■ Exercise instructions
Reproduce all of the data below verbatim, keeping every line in its original order.

********************

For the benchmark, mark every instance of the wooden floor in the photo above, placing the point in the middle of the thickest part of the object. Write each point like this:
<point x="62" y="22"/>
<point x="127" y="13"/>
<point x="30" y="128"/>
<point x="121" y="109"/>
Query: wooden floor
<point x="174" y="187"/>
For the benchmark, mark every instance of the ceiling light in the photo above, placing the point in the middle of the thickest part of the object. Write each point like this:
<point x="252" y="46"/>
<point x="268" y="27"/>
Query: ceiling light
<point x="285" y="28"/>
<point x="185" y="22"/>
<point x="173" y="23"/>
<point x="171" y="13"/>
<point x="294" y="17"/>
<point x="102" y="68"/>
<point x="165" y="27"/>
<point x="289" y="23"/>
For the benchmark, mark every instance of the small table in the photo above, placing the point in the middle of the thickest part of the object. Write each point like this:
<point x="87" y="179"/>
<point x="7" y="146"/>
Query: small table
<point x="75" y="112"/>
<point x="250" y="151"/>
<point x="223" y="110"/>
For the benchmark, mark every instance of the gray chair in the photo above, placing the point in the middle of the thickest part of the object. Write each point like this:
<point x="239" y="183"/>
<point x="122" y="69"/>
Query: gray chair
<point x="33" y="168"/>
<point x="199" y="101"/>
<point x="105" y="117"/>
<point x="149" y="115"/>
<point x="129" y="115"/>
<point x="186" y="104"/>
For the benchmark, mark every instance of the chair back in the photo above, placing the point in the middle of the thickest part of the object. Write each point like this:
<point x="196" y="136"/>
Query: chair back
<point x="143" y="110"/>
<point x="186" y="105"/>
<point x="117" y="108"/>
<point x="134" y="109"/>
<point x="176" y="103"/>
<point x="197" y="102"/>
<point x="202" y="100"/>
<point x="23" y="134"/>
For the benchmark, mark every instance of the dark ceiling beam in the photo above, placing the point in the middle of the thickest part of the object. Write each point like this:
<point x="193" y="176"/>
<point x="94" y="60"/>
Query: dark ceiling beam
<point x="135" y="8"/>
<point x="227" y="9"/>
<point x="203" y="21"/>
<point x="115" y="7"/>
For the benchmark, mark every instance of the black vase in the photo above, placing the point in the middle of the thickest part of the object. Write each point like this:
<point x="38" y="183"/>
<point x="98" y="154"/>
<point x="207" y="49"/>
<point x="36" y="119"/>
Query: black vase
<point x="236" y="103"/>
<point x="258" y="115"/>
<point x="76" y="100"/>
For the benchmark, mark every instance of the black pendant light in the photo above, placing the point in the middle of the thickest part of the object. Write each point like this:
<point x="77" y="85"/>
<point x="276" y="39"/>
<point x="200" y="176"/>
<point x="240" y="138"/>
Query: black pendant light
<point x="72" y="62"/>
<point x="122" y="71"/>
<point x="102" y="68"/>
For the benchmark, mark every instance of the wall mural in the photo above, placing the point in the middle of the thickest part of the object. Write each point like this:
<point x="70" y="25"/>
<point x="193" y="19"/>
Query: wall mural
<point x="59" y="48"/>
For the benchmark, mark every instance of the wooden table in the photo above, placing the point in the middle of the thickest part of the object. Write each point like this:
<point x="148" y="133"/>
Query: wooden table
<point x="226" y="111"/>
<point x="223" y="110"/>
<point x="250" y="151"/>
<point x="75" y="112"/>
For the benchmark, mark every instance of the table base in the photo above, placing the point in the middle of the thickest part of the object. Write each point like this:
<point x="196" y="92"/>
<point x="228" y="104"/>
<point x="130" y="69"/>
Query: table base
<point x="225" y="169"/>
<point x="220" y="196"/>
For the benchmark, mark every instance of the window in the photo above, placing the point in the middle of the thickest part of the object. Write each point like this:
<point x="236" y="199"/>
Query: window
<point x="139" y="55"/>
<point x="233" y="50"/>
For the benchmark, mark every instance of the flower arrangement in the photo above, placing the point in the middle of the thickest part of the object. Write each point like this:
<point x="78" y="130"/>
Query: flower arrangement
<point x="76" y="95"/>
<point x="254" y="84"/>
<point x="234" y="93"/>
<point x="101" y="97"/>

********************

■ Response to the exercise
For the benchmark, mark every instance of the wooden floor in the photo above, placing the point in the middle of the thickest part of the object. Write each point like this:
<point x="62" y="22"/>
<point x="127" y="13"/>
<point x="30" y="128"/>
<point x="121" y="109"/>
Query: wooden floor
<point x="174" y="187"/>
For the benchmark, mark every instance of the ceiling light in the photo above, placing the point in the middle of the thickest part of the object. Write each point like this:
<point x="252" y="46"/>
<point x="268" y="27"/>
Query: ceiling light
<point x="285" y="28"/>
<point x="185" y="22"/>
<point x="173" y="23"/>
<point x="171" y="13"/>
<point x="294" y="17"/>
<point x="102" y="68"/>
<point x="165" y="27"/>
<point x="289" y="23"/>
For the benchmark, mark every instance of the small table in the photo above, placing the point in the middle of the thickest part of the object. Write each point like this:
<point x="87" y="179"/>
<point x="7" y="146"/>
Query: small table
<point x="75" y="112"/>
<point x="250" y="151"/>
<point x="223" y="110"/>
For the benchmark, mark every instance of the gray chair in the photo above, placing the point in the middle of the thickest part of the object. Write each point like this:
<point x="239" y="183"/>
<point x="122" y="69"/>
Query: gray chair
<point x="33" y="168"/>
<point x="199" y="101"/>
<point x="105" y="117"/>
<point x="149" y="115"/>
<point x="129" y="115"/>
<point x="186" y="104"/>
For the benchmark, mark every instance of the chair back in the photo above, placing the point in the middle of the thickest part of the object. Write each point like this:
<point x="196" y="136"/>
Query: chair back
<point x="143" y="110"/>
<point x="186" y="105"/>
<point x="117" y="108"/>
<point x="134" y="109"/>
<point x="176" y="103"/>
<point x="197" y="102"/>
<point x="202" y="100"/>
<point x="23" y="134"/>
For the benchmark, mark every instance of the dark ceiling beam in the photo above, placing the point in the middle of the thickest part of the object. Write each point like this:
<point x="193" y="176"/>
<point x="94" y="60"/>
Query: dark ceiling beam
<point x="135" y="8"/>
<point x="227" y="9"/>
<point x="203" y="21"/>
<point x="115" y="7"/>
For the benchmark, mark every instance of the black vase in the photo above, placing the point in the middle of the thickest part of the object. Write each point like this:
<point x="38" y="183"/>
<point x="98" y="154"/>
<point x="207" y="49"/>
<point x="36" y="119"/>
Query: black vase
<point x="236" y="103"/>
<point x="258" y="115"/>
<point x="76" y="100"/>
For the benchmark, mark every instance of the black pendant light in the photo above, placing the point in the middle of the thickest part of the object. Write each point like this:
<point x="77" y="85"/>
<point x="276" y="39"/>
<point x="200" y="176"/>
<point x="240" y="138"/>
Query: black pendant light
<point x="72" y="62"/>
<point x="122" y="71"/>
<point x="102" y="68"/>
For the benchmark, mark every instance of the wall mural in the photo above, placing the point in the middle of the thickest part of the object. Write each point like this:
<point x="70" y="25"/>
<point x="193" y="19"/>
Query: wall mural
<point x="59" y="48"/>
For the benchmark, mark every instance of the wooden table in the photo above, placing the point in the middle of the thickest part of the object. Write each point like this:
<point x="148" y="133"/>
Query: wooden table
<point x="226" y="111"/>
<point x="223" y="110"/>
<point x="250" y="151"/>
<point x="75" y="112"/>
For the benchmark, mark every instance of the table base in the photo above, placing the point in the middle of the thickest part of the object. Write each point like this:
<point x="196" y="92"/>
<point x="228" y="104"/>
<point x="130" y="69"/>
Query: table base
<point x="225" y="169"/>
<point x="220" y="196"/>
For the benchmark, mark every instance of the window in the photo above, placing the point in the middle of the thickest part of the object. Write each point like this:
<point x="236" y="199"/>
Query: window
<point x="139" y="55"/>
<point x="233" y="50"/>
For the benchmark, mark every instance of the flower arrangement in the photo above, placing the point in the middle of the thickest part of the object. Write each point like this:
<point x="78" y="130"/>
Query: flower arrangement
<point x="76" y="95"/>
<point x="254" y="84"/>
<point x="234" y="93"/>
<point x="101" y="97"/>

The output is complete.